> TASK DESCRIPTION: Pick out every line in the entries below that contains the word "horse", and copy each of those lines.

· · · · ·

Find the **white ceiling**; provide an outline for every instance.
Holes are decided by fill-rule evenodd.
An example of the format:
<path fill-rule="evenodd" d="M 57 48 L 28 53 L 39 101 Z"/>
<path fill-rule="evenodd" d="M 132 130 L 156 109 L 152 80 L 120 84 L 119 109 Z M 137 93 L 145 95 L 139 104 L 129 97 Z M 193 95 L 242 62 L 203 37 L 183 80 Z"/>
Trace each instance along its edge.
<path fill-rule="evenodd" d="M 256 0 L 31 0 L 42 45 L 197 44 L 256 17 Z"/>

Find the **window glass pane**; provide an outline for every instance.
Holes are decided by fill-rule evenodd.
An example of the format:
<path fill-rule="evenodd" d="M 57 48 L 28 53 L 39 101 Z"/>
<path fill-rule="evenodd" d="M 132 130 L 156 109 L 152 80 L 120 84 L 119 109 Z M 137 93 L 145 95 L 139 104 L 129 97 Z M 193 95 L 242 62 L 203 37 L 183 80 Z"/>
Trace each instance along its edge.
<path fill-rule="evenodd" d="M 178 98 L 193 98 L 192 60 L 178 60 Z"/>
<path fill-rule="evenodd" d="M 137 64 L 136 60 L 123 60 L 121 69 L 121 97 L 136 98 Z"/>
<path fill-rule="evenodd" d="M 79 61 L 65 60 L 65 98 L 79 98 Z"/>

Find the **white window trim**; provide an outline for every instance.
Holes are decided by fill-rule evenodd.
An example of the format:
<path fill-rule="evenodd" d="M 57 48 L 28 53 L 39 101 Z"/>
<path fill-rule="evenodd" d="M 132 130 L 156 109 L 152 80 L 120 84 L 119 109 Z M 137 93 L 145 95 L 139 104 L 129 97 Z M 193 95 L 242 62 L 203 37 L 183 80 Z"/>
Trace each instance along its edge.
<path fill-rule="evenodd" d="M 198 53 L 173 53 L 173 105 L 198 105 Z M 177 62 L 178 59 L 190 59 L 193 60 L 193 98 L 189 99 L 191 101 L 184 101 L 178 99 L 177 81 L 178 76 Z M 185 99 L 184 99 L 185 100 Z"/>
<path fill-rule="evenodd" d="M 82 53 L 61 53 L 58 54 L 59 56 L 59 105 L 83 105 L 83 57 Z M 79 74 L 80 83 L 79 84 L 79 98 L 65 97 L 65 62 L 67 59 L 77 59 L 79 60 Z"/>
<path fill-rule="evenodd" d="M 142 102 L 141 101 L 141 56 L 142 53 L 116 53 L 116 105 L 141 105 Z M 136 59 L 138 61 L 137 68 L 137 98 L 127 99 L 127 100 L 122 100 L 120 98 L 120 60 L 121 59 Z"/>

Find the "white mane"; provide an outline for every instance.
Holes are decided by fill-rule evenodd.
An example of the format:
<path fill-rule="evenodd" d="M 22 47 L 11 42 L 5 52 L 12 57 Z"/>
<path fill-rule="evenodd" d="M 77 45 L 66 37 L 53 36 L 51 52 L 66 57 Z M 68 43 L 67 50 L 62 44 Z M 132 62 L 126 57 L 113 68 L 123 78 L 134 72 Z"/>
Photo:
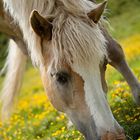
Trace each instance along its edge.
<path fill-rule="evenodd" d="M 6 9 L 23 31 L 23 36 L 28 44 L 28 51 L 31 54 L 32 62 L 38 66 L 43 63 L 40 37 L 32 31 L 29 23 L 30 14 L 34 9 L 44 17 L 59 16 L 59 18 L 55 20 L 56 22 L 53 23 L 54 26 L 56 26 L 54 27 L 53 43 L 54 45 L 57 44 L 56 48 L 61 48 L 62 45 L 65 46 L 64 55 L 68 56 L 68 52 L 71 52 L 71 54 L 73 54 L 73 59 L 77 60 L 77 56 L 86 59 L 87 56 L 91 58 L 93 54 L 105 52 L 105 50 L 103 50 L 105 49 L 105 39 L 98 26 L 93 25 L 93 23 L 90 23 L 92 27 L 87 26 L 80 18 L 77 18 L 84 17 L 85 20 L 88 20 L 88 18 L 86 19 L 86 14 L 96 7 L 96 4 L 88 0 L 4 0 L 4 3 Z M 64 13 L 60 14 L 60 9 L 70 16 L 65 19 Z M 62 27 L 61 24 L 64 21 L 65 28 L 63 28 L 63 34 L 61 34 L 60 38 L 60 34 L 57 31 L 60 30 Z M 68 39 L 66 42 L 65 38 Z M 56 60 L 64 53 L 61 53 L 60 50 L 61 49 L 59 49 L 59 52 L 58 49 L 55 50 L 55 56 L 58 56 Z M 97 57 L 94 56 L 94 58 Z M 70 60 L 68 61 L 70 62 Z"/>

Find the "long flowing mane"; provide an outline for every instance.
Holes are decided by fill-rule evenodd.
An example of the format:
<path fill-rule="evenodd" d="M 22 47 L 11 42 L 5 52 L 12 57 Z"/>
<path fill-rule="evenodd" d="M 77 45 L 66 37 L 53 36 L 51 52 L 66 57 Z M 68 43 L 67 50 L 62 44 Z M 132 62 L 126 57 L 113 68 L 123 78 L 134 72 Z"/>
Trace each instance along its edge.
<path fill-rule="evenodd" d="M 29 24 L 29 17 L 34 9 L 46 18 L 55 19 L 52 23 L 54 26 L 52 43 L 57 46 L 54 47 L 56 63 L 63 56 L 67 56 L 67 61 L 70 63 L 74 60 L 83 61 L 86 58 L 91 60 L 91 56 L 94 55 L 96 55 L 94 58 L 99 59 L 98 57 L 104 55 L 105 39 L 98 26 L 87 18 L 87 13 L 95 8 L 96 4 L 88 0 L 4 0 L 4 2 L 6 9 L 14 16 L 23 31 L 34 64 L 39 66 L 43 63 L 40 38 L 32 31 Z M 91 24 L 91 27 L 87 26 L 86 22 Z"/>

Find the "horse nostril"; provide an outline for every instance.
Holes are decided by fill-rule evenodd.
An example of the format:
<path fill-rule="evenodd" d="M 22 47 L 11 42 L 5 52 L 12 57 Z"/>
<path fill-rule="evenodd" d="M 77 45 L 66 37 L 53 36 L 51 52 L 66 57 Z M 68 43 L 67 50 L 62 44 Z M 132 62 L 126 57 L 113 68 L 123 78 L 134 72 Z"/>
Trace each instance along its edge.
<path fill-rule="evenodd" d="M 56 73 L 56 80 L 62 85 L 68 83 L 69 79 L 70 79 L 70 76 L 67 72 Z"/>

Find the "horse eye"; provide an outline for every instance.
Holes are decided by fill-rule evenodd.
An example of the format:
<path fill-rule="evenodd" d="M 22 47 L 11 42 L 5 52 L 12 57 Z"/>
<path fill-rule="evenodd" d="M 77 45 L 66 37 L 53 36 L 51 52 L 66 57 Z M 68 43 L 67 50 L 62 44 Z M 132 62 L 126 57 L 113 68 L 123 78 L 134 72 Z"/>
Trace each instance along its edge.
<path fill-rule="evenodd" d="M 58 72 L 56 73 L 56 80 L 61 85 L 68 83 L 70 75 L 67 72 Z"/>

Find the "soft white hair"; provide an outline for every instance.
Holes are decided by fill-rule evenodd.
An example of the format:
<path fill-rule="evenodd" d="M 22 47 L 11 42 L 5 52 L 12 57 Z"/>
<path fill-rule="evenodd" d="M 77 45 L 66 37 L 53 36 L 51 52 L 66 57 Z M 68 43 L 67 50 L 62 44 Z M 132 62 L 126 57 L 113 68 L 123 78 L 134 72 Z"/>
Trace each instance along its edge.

· · · · ·

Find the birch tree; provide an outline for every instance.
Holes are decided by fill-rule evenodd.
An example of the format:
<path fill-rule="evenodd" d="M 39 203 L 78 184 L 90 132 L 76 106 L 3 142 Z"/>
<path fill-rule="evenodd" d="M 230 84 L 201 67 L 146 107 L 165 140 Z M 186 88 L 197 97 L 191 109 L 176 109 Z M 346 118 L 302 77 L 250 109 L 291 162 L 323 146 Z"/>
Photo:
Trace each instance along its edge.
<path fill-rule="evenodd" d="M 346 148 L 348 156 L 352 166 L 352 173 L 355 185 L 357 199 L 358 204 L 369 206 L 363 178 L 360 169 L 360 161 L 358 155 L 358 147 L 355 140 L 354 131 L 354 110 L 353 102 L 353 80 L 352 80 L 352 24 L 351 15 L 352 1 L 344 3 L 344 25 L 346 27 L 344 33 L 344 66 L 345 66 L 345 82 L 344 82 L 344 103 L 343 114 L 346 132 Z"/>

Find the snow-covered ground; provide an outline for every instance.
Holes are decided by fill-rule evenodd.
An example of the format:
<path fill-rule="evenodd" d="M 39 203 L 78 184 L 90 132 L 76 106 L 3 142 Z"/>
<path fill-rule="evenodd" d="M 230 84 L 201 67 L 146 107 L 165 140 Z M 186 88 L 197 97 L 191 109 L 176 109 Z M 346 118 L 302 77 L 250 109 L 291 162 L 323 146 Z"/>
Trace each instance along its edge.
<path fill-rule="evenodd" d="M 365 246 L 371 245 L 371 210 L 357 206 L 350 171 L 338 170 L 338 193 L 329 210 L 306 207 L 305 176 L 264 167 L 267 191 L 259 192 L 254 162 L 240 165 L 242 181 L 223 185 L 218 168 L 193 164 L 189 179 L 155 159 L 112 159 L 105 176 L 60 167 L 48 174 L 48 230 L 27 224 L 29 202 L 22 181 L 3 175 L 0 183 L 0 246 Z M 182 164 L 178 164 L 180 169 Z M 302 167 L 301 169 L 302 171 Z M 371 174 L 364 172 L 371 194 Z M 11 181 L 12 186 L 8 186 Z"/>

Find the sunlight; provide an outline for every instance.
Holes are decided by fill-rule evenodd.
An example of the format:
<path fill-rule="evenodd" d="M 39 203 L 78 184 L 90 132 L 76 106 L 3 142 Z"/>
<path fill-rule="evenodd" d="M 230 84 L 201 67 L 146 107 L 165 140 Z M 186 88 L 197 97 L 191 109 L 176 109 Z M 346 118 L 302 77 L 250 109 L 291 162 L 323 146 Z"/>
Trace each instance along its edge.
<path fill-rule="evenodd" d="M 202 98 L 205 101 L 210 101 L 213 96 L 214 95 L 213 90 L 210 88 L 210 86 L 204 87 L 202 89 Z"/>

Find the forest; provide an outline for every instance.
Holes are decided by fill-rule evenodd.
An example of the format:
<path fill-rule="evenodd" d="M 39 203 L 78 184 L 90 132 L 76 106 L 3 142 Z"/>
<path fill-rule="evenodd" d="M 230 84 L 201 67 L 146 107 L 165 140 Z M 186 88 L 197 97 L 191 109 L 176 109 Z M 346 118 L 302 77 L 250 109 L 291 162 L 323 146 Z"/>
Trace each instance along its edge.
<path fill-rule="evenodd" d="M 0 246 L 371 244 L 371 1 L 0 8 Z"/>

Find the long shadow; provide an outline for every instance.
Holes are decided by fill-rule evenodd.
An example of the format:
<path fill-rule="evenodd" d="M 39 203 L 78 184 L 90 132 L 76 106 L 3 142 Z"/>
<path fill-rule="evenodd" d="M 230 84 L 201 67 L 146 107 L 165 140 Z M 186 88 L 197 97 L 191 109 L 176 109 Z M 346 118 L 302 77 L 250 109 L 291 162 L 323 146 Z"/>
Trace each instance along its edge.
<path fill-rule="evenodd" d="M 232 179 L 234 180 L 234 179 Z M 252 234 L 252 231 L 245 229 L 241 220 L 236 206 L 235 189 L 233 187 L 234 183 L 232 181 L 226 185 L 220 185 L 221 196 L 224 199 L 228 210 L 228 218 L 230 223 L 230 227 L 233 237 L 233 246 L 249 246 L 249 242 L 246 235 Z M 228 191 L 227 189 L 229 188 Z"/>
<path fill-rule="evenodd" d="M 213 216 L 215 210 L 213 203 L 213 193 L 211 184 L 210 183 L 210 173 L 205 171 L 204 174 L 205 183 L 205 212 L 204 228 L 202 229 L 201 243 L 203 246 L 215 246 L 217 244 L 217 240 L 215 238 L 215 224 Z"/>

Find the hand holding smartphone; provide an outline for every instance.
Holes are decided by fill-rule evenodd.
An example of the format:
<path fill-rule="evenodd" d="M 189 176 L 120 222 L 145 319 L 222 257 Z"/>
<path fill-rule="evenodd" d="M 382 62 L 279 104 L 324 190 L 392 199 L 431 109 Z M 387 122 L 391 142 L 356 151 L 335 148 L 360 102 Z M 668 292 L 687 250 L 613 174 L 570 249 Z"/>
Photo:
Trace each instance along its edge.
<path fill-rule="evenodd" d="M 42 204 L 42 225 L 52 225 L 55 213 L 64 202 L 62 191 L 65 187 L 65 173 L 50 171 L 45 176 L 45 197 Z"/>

· · · · ·

> FINISHED EXERCISE:
Find the "horse nostril"; provide an outline for every instance.
Find the "horse eye"; provide an outline for every instance.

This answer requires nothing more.